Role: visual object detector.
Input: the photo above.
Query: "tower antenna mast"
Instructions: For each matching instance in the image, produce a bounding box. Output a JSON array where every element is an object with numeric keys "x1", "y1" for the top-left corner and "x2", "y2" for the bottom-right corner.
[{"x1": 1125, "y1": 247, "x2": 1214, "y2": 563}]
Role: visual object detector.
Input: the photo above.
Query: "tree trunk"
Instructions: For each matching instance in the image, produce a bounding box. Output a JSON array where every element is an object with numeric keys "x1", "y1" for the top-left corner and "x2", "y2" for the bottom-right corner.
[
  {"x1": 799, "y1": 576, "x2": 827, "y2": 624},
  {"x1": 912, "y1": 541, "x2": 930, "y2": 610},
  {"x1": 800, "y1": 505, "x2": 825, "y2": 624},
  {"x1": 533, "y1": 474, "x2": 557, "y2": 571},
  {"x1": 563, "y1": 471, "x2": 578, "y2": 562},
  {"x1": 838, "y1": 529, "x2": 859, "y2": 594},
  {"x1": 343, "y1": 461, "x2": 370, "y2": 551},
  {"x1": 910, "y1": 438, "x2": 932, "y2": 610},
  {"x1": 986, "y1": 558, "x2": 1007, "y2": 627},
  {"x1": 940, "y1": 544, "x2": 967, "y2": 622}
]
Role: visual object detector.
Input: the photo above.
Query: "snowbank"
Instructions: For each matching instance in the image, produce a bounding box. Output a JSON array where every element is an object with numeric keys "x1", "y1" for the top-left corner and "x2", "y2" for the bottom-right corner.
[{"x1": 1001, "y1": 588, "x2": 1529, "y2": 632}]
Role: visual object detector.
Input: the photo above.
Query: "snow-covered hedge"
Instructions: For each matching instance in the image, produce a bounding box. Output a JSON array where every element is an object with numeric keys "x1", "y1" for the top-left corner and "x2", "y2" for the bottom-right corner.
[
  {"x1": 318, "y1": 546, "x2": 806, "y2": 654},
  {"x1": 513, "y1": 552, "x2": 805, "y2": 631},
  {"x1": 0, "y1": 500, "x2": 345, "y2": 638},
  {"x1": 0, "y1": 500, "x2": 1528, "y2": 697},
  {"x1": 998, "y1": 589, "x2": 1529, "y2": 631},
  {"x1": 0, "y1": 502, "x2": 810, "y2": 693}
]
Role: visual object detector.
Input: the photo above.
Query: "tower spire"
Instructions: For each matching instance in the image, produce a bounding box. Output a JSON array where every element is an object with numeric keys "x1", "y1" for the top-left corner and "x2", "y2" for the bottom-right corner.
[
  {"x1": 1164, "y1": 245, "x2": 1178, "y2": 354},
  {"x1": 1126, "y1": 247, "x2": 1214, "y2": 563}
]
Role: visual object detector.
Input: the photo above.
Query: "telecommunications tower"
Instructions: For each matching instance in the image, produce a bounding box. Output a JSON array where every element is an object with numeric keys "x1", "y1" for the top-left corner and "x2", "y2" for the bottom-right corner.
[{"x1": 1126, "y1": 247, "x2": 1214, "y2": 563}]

> **What the exercise asks**
Restate all of the material above exactly as written.

> **Result for this exercise**
Role: visual object detector.
Input: the photo above.
Query: "tower antenna mast"
Instructions: For each matching instance in the image, produce a bounding box. Output a JSON array where every element is an object with numeric keys "x1", "y1" for the top-left corner and "x2", "y2" for the bottom-right corner.
[{"x1": 1125, "y1": 247, "x2": 1214, "y2": 563}]
Role: visual object detector.
Input: the photo above.
Query: "tree trunk"
Instructions: For each matching instance in the image, produce a bounding box. Output a JSON array where every element is an object with numeric keys "x1", "y1" for the top-left corner and "x2", "y2" for the bottom-right corner.
[
  {"x1": 799, "y1": 576, "x2": 827, "y2": 624},
  {"x1": 912, "y1": 541, "x2": 930, "y2": 610},
  {"x1": 800, "y1": 505, "x2": 825, "y2": 624},
  {"x1": 533, "y1": 474, "x2": 557, "y2": 571},
  {"x1": 563, "y1": 471, "x2": 578, "y2": 562},
  {"x1": 838, "y1": 529, "x2": 859, "y2": 594},
  {"x1": 343, "y1": 461, "x2": 370, "y2": 551},
  {"x1": 910, "y1": 438, "x2": 932, "y2": 610},
  {"x1": 986, "y1": 558, "x2": 1007, "y2": 627},
  {"x1": 940, "y1": 544, "x2": 967, "y2": 622}
]
Role: visual object detector.
Input: the photo above.
Query: "snowbank"
Instructions: For each matching instance in the image, produce a bounding box. Output a JSON array where every element is an object with numeric keys "x1", "y1" for the top-left corner and "x2", "y2" for the bottom-right corner.
[{"x1": 1001, "y1": 588, "x2": 1529, "y2": 632}]
Role: visual object detector.
Input: the photo above.
Query: "snow-covered hedge"
Instructions: For each matching instance in the image, produce a bounding box. Output a JSON array where every element is an object with numeric keys "x1", "y1" for the top-left corner and "x2", "y2" for the bottom-right corner.
[
  {"x1": 318, "y1": 546, "x2": 806, "y2": 654},
  {"x1": 513, "y1": 552, "x2": 805, "y2": 631},
  {"x1": 0, "y1": 500, "x2": 345, "y2": 638},
  {"x1": 0, "y1": 500, "x2": 1528, "y2": 697},
  {"x1": 998, "y1": 589, "x2": 1529, "y2": 631},
  {"x1": 0, "y1": 502, "x2": 810, "y2": 693}
]
Role: visual object detector.
Input: the photo above.
Query: "tower spire"
Instructions: For each matching instance in the image, produce a bounding box. Output a JSON array where every element is an object with numeric keys "x1", "y1" for the top-left corner and "x2", "y2" for the bottom-right corner.
[
  {"x1": 1164, "y1": 245, "x2": 1178, "y2": 354},
  {"x1": 1126, "y1": 247, "x2": 1214, "y2": 563}
]
Role: visual object detector.
Input: the photo above.
Query: "telecommunications tower"
Instructions: For each matching instance in the image, produce a bounding box. Output a JSON array where every element is an object with numeric keys "x1", "y1" for the top-left corner and "x2", "y2" for the bottom-right corner.
[{"x1": 1126, "y1": 247, "x2": 1214, "y2": 563}]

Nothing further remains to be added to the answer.